* **Challenge**: Write out all of the rows below again, requests included, and shift every coordinate in the point answers by -91. Leave the pictures out.

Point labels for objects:
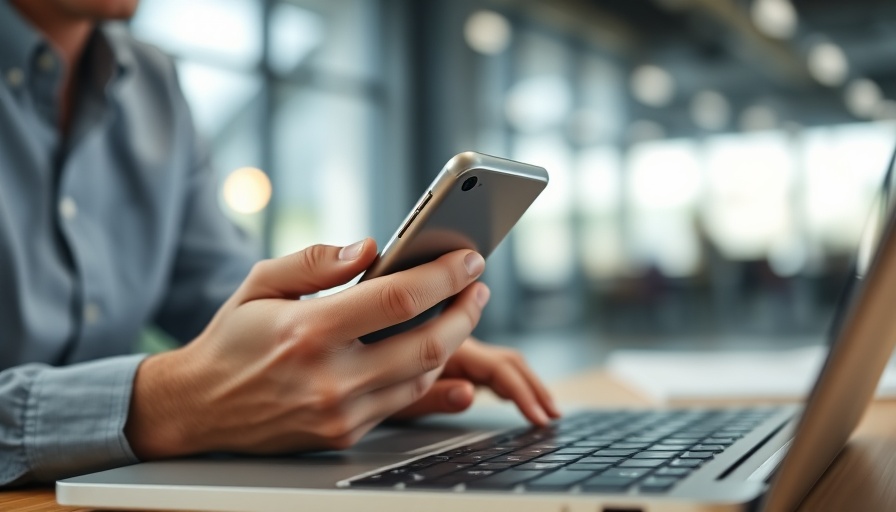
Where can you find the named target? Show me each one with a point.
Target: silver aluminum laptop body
(772, 468)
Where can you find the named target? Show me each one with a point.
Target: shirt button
(46, 62)
(15, 77)
(92, 313)
(68, 209)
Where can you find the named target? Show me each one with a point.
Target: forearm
(57, 422)
(165, 418)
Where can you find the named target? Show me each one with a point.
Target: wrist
(162, 415)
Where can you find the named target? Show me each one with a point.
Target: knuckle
(312, 256)
(419, 387)
(326, 397)
(338, 428)
(514, 356)
(432, 354)
(344, 441)
(258, 270)
(399, 302)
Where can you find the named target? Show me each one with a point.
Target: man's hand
(271, 373)
(501, 369)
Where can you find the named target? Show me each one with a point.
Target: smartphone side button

* **In response**:
Where can you find the named target? Show me each one with a point.
Target: silver aluminum laptop body
(681, 377)
Where can you find the named target? Show me each one with a point.
Target: shirt button
(-45, -29)
(-76, -14)
(1, 222)
(-23, 118)
Where can you find the named target? Show me each one with a point.
Target: forearm
(-34, 331)
(74, 327)
Where can you find the named target? Show me each one with a point.
Target: wrist
(71, 324)
Where can you find the named target? Show me each one with a point.
Target: knuckle
(221, 165)
(328, 296)
(235, 306)
(247, 337)
(423, 265)
(341, 263)
(253, 350)
(167, 179)
(308, 211)
Where can you find the named target? Show me each one with a point.
Target: man's hand
(180, 282)
(410, 278)
Where can you find the named target? Show me each one with a point.
Target: smartphone side button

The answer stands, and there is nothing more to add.